Excerpts from point annotation data:
....

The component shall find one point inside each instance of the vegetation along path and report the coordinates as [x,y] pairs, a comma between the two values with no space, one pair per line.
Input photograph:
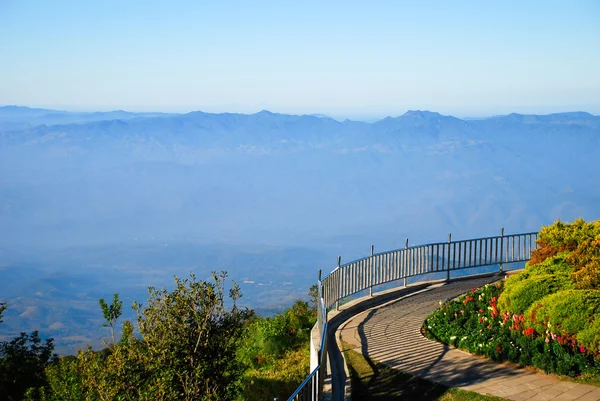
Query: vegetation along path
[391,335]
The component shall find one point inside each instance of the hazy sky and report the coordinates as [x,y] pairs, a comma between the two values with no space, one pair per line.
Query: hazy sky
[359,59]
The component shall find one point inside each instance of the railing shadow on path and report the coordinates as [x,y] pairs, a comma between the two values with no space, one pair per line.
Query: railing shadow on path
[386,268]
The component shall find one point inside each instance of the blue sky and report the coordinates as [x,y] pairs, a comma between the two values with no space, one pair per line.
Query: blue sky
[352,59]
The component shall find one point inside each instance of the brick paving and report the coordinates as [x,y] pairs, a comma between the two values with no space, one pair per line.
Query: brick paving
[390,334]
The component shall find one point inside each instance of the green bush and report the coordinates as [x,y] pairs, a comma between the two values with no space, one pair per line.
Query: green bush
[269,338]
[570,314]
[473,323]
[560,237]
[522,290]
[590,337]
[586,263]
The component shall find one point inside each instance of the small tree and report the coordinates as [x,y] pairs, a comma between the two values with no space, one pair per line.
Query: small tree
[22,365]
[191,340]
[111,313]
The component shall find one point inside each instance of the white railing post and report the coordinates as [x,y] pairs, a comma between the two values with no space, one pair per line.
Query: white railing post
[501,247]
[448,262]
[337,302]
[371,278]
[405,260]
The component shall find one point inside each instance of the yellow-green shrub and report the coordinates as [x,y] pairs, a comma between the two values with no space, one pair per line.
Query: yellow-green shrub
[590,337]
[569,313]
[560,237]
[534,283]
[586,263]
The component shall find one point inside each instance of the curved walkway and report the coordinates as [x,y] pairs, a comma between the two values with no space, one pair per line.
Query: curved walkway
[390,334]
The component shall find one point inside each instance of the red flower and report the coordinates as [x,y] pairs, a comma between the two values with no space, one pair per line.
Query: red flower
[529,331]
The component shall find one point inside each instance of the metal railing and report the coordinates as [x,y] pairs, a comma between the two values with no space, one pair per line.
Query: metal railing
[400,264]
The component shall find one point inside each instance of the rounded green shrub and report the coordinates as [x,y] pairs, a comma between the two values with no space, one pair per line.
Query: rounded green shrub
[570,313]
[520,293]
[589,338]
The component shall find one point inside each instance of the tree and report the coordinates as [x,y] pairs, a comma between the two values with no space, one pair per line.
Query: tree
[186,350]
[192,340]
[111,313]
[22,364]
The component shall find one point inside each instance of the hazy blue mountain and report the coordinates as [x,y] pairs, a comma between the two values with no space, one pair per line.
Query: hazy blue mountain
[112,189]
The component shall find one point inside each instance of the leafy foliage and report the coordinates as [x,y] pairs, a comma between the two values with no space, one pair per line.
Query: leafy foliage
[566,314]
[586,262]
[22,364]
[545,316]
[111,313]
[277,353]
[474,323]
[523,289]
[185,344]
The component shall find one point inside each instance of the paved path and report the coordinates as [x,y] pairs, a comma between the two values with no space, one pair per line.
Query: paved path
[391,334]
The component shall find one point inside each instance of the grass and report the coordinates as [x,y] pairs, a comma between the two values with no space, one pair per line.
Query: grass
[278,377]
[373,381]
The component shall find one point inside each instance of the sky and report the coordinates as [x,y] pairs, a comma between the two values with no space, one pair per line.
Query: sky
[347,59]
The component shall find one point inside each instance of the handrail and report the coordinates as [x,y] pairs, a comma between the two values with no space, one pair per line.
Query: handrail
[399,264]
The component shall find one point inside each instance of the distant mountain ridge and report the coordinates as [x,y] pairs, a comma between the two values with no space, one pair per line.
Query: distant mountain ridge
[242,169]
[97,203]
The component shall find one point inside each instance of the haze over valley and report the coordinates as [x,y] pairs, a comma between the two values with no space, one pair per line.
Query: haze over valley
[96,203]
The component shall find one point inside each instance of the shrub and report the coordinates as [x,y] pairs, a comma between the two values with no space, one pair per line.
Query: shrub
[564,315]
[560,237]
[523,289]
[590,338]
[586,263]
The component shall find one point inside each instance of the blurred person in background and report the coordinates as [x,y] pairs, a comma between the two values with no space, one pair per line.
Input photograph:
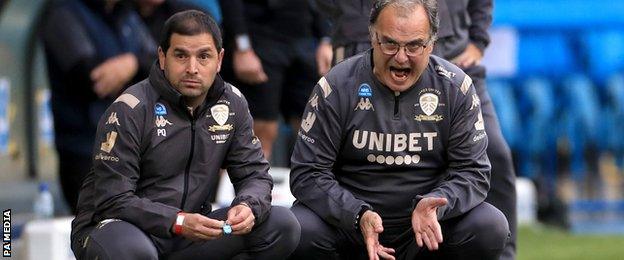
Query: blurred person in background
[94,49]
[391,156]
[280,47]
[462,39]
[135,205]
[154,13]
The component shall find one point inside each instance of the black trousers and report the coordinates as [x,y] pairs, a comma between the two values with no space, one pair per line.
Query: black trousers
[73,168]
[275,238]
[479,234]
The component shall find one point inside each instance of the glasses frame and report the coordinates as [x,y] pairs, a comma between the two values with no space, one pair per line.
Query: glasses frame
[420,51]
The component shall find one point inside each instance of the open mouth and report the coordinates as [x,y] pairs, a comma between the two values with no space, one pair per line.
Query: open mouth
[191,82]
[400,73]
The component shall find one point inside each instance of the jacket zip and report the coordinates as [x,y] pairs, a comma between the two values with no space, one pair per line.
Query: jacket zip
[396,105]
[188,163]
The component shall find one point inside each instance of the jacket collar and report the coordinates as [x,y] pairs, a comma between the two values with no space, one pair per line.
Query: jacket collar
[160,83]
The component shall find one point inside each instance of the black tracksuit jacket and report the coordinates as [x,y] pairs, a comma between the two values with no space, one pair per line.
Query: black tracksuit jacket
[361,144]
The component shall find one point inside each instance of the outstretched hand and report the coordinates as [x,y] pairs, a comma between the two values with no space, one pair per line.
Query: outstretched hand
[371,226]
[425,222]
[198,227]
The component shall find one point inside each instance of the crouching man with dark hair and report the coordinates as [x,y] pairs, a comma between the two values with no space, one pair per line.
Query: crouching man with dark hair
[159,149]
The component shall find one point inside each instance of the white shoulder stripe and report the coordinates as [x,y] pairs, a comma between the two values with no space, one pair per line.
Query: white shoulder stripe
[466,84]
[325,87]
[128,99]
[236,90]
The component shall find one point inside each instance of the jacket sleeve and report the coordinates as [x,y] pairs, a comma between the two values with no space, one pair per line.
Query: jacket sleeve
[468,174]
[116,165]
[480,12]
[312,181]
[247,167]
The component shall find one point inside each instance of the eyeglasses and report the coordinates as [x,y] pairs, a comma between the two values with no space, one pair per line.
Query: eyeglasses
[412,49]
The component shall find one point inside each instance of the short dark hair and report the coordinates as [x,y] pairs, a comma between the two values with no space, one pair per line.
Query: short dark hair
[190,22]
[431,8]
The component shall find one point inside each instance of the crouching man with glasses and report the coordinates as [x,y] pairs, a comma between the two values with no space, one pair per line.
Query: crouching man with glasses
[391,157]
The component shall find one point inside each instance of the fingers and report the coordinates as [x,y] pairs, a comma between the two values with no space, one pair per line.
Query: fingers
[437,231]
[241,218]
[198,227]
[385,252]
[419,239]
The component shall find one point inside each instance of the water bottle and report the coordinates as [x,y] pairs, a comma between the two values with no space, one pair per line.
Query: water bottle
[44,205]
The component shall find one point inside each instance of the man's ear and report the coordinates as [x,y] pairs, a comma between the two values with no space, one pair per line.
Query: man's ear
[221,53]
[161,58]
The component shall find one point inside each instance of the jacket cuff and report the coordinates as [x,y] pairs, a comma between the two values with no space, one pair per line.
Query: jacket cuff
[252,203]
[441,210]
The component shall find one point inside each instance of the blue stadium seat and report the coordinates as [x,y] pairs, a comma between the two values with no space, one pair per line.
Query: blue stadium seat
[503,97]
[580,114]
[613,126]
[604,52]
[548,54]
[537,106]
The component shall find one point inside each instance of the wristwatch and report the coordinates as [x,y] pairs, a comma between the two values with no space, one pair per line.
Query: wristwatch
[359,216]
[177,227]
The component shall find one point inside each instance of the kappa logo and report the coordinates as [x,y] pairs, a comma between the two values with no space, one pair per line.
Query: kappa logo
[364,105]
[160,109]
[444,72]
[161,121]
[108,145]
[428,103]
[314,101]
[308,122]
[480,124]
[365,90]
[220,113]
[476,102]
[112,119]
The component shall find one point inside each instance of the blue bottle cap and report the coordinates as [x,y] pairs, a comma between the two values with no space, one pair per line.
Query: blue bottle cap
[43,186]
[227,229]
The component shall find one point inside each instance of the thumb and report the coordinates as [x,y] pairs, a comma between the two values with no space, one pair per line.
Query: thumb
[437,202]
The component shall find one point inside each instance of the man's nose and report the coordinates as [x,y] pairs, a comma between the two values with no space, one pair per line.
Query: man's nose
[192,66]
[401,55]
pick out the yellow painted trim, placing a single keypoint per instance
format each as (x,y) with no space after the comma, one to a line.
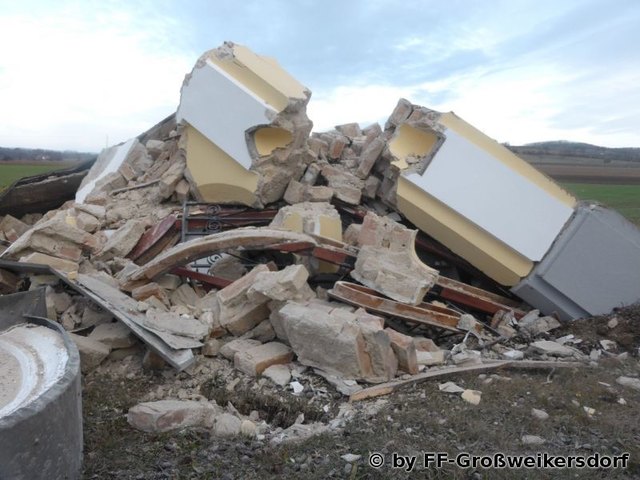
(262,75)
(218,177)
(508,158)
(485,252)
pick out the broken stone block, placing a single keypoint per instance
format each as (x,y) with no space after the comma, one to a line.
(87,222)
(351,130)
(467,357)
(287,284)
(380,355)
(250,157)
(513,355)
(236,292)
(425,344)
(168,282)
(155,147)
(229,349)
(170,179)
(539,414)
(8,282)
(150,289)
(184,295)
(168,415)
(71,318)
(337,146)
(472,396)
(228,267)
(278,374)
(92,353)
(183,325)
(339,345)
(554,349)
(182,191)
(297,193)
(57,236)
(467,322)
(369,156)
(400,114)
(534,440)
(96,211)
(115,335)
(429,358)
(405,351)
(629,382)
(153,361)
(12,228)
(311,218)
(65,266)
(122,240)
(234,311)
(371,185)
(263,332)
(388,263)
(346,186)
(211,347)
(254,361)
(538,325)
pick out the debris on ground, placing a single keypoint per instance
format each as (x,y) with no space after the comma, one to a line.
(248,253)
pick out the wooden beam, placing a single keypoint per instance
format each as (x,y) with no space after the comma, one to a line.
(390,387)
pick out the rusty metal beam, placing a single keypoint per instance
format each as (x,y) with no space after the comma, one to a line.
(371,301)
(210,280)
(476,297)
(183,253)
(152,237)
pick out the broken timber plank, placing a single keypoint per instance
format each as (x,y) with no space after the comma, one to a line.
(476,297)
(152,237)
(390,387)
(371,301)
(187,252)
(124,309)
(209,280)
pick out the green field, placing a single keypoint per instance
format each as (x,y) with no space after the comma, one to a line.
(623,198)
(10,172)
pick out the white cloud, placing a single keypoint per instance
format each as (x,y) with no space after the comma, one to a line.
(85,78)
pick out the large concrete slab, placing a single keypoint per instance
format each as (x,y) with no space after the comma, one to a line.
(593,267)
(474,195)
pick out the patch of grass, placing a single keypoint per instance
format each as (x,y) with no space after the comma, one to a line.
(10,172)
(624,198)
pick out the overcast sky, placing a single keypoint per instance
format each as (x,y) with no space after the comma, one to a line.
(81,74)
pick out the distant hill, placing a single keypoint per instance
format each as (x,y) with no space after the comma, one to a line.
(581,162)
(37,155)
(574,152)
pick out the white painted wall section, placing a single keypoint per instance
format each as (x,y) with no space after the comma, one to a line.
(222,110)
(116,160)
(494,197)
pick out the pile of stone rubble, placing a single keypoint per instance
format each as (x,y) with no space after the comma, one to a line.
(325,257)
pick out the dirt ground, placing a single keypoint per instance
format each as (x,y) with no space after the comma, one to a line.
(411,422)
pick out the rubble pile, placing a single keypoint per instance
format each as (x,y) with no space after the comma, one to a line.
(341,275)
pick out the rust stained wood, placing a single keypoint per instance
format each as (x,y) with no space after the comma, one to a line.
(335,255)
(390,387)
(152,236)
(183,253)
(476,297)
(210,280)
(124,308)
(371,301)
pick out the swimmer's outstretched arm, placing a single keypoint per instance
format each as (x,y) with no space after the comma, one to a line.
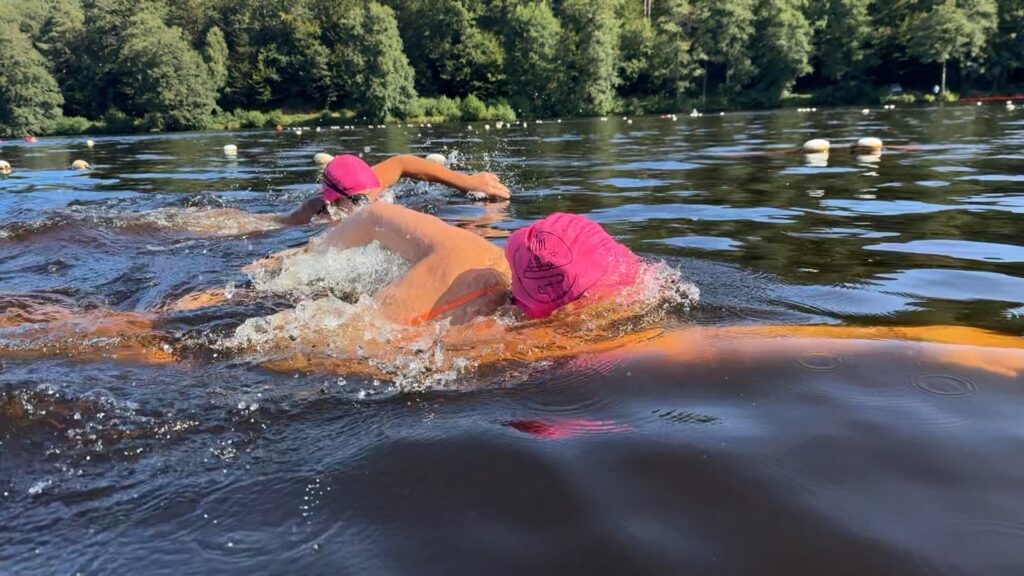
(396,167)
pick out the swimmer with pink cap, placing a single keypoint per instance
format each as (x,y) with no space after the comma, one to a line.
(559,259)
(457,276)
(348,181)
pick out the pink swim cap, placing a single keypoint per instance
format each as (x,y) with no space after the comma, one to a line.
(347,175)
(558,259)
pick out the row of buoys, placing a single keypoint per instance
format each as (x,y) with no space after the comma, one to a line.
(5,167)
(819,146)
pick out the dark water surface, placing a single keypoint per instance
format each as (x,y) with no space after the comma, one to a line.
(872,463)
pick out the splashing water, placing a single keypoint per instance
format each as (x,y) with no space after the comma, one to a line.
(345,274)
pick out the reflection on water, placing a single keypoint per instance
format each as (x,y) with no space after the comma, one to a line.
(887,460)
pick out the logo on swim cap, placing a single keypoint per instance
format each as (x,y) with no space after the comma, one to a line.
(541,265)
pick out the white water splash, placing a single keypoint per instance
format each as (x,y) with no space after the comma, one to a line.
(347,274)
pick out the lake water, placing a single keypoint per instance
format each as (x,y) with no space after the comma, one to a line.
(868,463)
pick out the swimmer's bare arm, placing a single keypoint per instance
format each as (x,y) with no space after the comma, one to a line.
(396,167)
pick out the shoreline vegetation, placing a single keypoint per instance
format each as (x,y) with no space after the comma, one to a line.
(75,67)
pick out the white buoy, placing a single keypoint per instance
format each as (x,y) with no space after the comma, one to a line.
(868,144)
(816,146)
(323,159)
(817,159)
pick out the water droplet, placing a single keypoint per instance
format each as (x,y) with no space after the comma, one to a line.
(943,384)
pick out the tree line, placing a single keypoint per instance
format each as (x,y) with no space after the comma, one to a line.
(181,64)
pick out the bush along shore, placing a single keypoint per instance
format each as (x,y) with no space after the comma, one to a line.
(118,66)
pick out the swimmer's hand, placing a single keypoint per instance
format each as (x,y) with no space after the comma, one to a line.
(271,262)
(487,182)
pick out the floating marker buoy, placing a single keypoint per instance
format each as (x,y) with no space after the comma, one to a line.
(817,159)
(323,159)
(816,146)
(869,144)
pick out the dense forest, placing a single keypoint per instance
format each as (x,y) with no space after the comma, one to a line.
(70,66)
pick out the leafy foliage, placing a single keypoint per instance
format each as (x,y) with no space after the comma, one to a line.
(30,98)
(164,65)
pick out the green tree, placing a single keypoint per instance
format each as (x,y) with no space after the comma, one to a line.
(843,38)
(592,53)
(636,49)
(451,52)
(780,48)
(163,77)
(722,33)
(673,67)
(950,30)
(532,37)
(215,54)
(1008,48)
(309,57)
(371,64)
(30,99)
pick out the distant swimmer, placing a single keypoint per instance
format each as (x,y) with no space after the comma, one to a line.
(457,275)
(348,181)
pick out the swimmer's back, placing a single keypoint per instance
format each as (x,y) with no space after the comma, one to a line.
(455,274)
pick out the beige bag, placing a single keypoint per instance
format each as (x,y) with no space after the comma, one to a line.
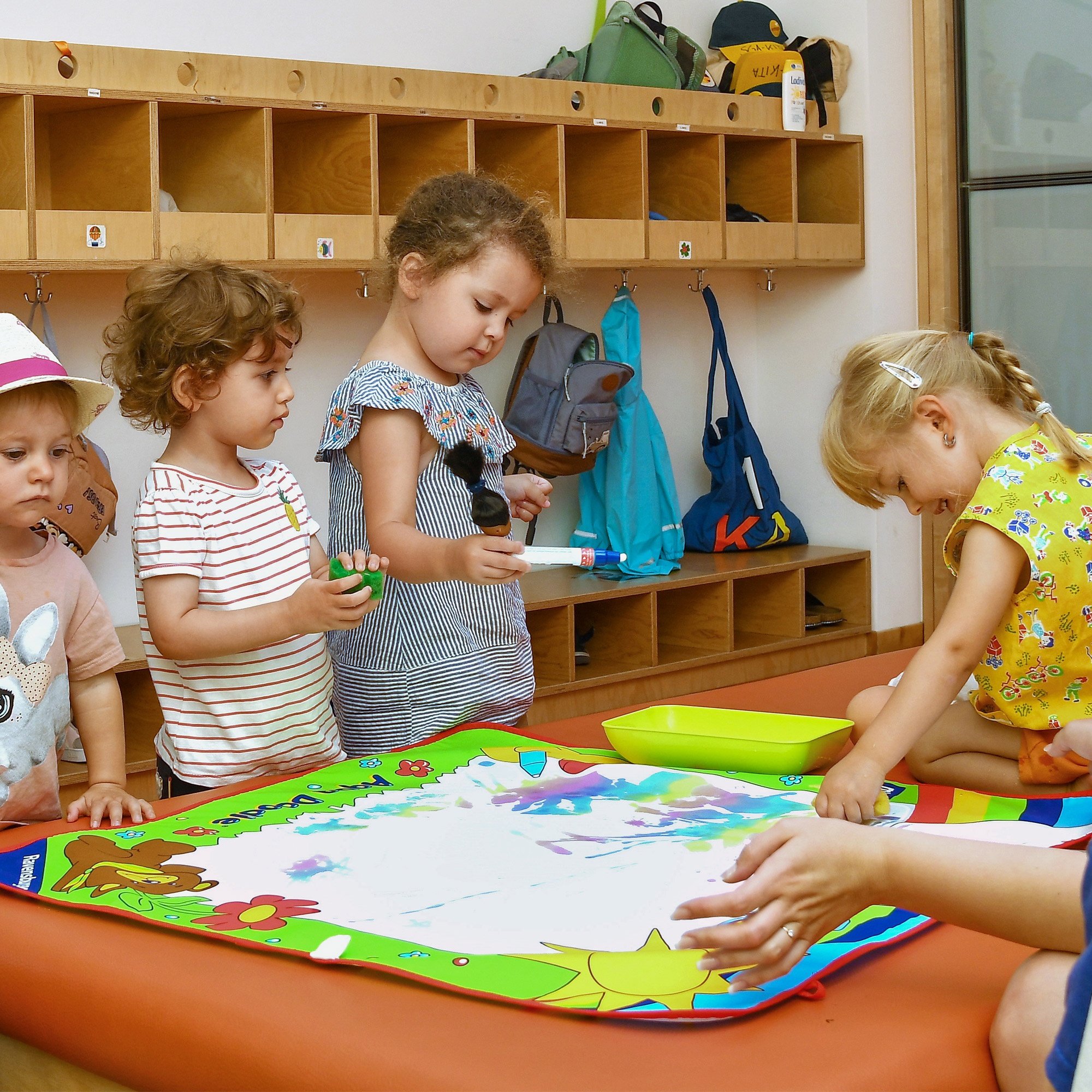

....

• What is being asked
Set down exactly, from the line that contains "pick out the distant swimmer, placing" through the last line of the data, each line as it stands, and leave the pictures out.

• Reply to the task
pick out the distant swimmer, placing a single keypoint per instance
format each as (x,y) with no space after the comma, one to a line.
(457,275)
(348,181)
pick out the swimmer's back, placing a single keypoint per instance
format each as (x,y) with no space after the comma, one to a line.
(455,274)
pick out the beige bag, placing a single keypoint per instance
format each as (x,y) with no space after the comma, one to a line.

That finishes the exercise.